▸ **Exercise details**
In the listing below, locate the line containing "Task: point to every instance of the cabinet"; reproduce that line and all lines that follow it, unchanged.

----- Record set

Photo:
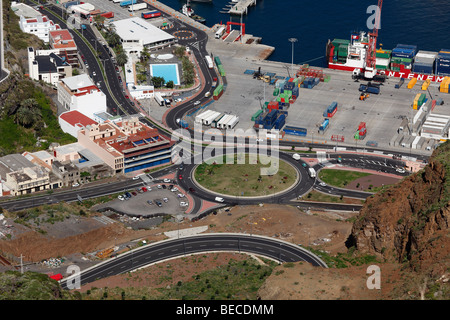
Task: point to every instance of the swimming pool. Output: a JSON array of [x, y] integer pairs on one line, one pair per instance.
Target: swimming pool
[[167, 71]]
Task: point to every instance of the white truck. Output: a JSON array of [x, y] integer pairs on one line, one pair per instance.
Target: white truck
[[220, 32], [137, 7], [159, 98], [209, 62]]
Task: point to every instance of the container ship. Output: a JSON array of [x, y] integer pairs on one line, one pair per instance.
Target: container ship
[[404, 61]]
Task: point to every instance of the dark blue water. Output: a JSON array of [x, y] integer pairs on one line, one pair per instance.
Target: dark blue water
[[416, 22]]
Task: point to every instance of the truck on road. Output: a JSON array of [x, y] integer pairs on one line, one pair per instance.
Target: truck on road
[[209, 62], [159, 98], [137, 7]]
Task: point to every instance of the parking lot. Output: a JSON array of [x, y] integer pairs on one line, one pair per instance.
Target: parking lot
[[383, 114], [158, 199]]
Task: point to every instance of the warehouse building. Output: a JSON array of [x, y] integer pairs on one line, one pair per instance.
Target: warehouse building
[[136, 33]]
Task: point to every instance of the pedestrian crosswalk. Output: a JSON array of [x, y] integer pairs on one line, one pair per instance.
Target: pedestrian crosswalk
[[104, 219], [195, 45]]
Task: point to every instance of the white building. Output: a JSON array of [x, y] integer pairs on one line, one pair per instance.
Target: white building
[[39, 26], [81, 94], [72, 121], [47, 65], [136, 33]]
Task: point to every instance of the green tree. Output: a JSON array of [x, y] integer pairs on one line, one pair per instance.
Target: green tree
[[179, 52], [158, 81], [145, 55], [122, 58]]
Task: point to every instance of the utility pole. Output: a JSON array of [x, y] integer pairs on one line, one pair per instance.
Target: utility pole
[[292, 40]]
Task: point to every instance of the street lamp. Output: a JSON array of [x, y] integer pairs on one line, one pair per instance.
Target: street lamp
[[292, 40]]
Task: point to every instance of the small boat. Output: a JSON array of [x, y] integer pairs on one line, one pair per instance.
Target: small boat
[[188, 11]]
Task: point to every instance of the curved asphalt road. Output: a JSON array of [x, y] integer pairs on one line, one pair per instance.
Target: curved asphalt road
[[280, 251]]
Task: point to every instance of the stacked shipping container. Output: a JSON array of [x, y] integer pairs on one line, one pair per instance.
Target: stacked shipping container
[[443, 62]]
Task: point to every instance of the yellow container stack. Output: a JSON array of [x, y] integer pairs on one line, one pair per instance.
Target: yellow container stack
[[426, 84], [444, 85], [412, 83]]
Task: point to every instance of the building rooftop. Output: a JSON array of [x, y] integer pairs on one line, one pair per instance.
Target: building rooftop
[[13, 162], [62, 39], [76, 118], [49, 64], [138, 29], [77, 82], [22, 9]]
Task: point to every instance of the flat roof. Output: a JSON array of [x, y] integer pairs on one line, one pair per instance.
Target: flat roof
[[77, 82], [76, 118], [138, 29]]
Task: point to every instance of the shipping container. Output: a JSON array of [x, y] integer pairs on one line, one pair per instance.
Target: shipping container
[[324, 125], [151, 14], [107, 15], [296, 131], [126, 3], [137, 7]]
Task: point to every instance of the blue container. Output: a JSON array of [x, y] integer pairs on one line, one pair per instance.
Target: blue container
[[324, 125], [296, 131], [332, 107], [423, 68]]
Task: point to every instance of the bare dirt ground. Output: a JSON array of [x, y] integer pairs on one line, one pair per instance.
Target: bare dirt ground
[[374, 180], [320, 229]]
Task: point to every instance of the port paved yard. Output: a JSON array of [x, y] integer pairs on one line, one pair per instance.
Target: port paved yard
[[383, 113]]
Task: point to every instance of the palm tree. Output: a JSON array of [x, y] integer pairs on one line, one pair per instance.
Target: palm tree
[[28, 113], [122, 58]]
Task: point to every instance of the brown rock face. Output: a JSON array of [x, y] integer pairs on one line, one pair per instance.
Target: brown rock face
[[411, 219]]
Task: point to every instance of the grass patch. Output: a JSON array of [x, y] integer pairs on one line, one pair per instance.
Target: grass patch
[[322, 197], [244, 179], [340, 178]]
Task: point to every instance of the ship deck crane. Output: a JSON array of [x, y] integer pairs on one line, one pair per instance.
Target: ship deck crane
[[370, 70]]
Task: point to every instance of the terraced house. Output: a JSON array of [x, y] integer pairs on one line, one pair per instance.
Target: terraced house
[[128, 145]]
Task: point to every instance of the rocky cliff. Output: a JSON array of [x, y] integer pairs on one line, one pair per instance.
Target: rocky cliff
[[409, 222]]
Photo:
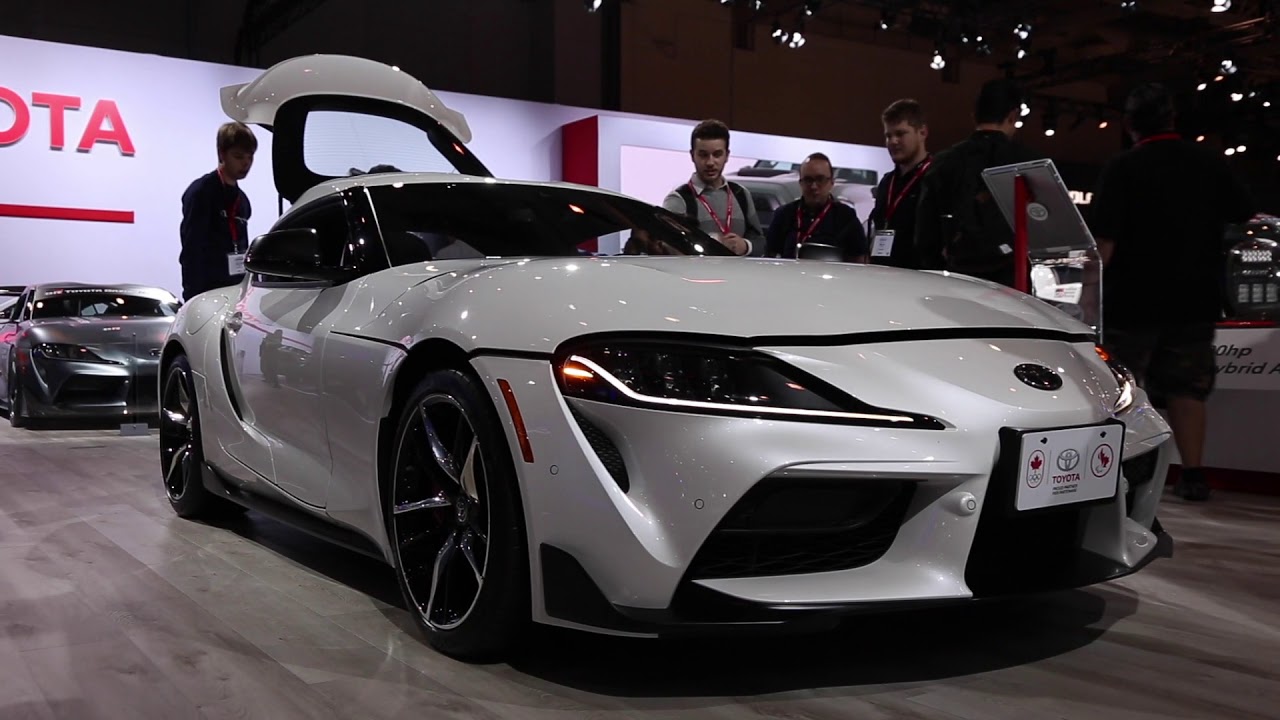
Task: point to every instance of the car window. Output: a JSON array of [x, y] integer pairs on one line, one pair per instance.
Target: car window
[[424, 222], [100, 304]]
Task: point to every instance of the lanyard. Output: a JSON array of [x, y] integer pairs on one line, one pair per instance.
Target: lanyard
[[728, 203], [895, 201], [231, 214], [1157, 137], [803, 236]]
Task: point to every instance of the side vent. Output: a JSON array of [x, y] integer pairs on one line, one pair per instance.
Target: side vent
[[604, 449]]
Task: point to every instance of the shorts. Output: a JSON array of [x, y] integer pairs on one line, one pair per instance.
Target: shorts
[[1168, 361]]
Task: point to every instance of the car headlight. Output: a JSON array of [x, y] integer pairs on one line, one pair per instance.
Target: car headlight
[[714, 381], [64, 351], [1124, 378]]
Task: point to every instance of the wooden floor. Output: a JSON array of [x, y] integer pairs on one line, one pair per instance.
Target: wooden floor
[[113, 607]]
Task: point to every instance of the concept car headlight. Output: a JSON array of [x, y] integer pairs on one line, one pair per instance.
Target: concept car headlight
[[64, 351], [1124, 378], [717, 382]]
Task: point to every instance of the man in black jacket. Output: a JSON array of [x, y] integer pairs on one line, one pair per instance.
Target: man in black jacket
[[1159, 215], [959, 226], [215, 214], [817, 217]]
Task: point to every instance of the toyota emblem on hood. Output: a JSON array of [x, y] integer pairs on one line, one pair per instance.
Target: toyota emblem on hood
[[1038, 377]]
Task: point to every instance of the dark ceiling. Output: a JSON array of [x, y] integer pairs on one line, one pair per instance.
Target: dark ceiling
[[1109, 44]]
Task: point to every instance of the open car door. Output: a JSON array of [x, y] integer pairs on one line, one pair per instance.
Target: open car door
[[332, 114]]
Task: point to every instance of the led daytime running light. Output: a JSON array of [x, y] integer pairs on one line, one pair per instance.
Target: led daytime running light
[[720, 406]]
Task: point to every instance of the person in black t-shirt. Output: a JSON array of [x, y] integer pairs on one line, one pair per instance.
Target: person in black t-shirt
[[892, 237], [1160, 213], [817, 217], [215, 214], [958, 224]]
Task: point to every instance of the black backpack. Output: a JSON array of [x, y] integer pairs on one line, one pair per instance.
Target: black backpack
[[978, 228]]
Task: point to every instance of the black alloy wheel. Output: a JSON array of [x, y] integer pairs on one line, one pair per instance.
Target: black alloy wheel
[[182, 456], [455, 520]]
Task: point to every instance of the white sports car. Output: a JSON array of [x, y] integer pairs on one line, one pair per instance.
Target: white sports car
[[428, 368]]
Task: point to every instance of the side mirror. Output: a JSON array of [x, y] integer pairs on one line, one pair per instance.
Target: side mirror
[[296, 254], [819, 251]]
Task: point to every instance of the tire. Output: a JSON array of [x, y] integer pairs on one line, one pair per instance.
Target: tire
[[460, 522], [182, 456]]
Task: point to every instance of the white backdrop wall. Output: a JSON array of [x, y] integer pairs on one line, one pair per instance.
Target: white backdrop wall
[[170, 112]]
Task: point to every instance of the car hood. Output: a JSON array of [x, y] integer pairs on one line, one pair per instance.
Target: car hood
[[536, 304], [117, 333]]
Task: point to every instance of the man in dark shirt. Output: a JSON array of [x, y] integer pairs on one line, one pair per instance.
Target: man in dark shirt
[[215, 214], [959, 226], [892, 240], [1159, 215], [817, 217]]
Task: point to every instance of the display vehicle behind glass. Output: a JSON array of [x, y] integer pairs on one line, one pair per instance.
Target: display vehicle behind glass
[[424, 367], [82, 351]]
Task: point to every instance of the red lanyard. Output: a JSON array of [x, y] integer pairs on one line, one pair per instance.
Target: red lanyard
[[1157, 137], [803, 236], [728, 201], [231, 214], [895, 201]]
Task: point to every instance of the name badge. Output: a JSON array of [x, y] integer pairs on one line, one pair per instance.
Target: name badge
[[882, 246]]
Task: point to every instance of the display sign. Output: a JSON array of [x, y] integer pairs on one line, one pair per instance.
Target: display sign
[[1247, 359]]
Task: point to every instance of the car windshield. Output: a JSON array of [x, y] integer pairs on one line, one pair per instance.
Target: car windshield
[[100, 304], [425, 222]]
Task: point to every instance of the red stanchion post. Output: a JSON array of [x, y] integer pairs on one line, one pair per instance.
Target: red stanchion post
[[1022, 249]]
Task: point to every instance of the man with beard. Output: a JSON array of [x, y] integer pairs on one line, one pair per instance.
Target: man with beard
[[899, 192], [817, 217], [215, 217], [723, 209]]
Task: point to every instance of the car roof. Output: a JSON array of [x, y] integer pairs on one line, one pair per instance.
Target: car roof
[[379, 180]]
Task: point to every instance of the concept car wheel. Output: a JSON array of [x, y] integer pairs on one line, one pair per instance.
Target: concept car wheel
[[455, 520]]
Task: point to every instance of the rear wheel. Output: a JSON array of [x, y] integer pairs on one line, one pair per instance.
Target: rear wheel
[[455, 520]]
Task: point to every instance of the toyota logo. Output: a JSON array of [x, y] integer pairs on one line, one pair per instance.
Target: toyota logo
[[1038, 377], [1068, 460]]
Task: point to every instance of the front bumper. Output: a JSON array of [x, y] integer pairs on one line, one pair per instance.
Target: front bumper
[[72, 390], [636, 516]]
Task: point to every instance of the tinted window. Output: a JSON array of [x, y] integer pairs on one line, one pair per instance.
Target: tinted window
[[99, 304], [471, 219]]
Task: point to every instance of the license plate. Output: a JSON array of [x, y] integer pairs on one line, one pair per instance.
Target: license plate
[[1068, 466]]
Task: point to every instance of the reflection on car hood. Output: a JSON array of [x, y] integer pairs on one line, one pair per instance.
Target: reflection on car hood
[[536, 304], [123, 336]]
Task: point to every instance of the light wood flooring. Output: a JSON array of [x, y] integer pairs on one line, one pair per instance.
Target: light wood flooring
[[113, 607]]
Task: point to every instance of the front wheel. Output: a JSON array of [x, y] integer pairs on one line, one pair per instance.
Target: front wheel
[[455, 520], [182, 455]]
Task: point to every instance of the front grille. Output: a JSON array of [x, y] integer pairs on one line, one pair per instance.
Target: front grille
[[91, 390], [787, 527]]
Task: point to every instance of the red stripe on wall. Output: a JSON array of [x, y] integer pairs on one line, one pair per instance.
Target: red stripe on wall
[[580, 158], [83, 214]]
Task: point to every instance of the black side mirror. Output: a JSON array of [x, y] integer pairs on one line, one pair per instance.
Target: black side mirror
[[296, 254]]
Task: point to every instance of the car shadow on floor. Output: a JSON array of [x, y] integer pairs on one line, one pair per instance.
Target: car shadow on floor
[[917, 646]]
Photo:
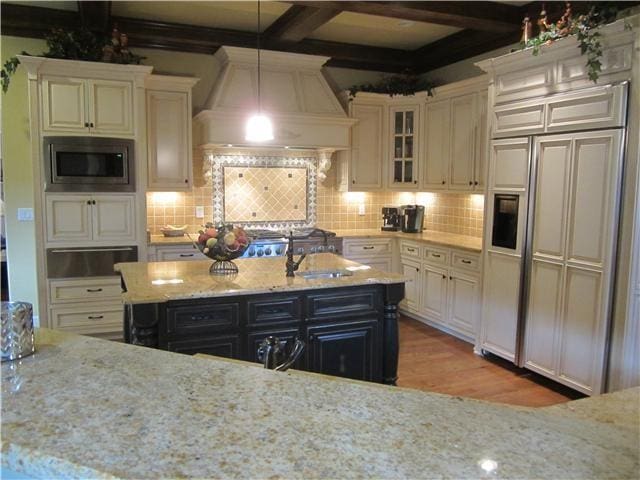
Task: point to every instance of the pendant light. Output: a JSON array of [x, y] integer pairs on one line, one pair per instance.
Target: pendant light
[[259, 127]]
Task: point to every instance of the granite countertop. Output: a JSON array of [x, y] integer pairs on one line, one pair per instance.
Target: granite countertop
[[84, 407], [157, 282], [444, 239]]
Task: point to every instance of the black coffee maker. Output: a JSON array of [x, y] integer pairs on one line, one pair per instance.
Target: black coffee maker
[[412, 217], [390, 219]]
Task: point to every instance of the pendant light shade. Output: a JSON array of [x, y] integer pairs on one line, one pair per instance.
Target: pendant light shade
[[259, 127]]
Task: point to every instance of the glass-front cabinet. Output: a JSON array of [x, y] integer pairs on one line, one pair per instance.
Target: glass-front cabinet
[[404, 147]]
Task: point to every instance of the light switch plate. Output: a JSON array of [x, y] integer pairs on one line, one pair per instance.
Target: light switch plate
[[25, 214]]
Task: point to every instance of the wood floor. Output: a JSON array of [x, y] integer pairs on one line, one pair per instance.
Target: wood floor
[[433, 361]]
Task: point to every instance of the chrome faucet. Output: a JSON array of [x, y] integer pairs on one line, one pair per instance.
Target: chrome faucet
[[272, 352], [291, 265]]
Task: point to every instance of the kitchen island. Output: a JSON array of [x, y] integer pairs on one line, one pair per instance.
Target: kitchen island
[[349, 323], [88, 408]]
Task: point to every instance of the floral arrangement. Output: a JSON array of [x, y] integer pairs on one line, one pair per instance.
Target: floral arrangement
[[583, 26], [401, 84], [222, 243]]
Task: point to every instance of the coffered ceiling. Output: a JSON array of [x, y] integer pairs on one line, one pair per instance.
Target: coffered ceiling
[[388, 36]]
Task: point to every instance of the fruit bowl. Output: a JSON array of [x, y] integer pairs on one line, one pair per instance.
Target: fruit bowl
[[222, 244]]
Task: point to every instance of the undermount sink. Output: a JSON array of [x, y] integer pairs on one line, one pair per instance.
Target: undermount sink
[[313, 274]]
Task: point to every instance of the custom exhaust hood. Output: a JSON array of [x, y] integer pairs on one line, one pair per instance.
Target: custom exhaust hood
[[303, 108]]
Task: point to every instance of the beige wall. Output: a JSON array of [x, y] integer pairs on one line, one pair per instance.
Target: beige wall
[[453, 213], [18, 176]]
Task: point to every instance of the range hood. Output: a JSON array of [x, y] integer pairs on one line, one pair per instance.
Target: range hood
[[303, 108]]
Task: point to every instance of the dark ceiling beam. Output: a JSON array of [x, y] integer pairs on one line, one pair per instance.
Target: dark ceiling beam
[[297, 23], [481, 15], [459, 46], [95, 15]]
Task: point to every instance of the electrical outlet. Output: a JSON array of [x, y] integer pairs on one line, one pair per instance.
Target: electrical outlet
[[25, 214]]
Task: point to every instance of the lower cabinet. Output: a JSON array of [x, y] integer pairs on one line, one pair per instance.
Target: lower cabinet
[[446, 292], [345, 350]]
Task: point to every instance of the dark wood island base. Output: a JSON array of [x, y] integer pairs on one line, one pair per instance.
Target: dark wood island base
[[348, 331]]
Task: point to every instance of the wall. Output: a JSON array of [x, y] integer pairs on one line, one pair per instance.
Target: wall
[[18, 176], [453, 213]]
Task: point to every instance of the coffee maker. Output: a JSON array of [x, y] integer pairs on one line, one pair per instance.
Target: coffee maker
[[390, 219], [412, 217]]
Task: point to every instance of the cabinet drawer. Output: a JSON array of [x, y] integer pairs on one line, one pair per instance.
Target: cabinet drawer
[[202, 318], [344, 304], [88, 318], [373, 247], [408, 249], [274, 311], [61, 291], [468, 261], [434, 255]]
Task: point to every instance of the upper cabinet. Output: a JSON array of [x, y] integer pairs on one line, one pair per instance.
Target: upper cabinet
[[361, 167], [455, 134], [404, 146], [169, 132], [87, 106]]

----------

▸ **Complete output**
Task: point to every instance of the cabinet drawer. Output: a JSON array of [x, y] integer pairs on one line, one pair per instance.
Target: cabinet drawer
[[202, 318], [344, 304], [88, 318], [373, 247], [408, 249], [274, 311], [61, 291], [468, 261], [434, 255]]
Task: point to every instance of the upper cabinet. Output: a JSON array of [x, y] integer pairs on one line, one pair per instance.
Target: upper cabinet
[[361, 167], [455, 134], [404, 146], [169, 132], [87, 106]]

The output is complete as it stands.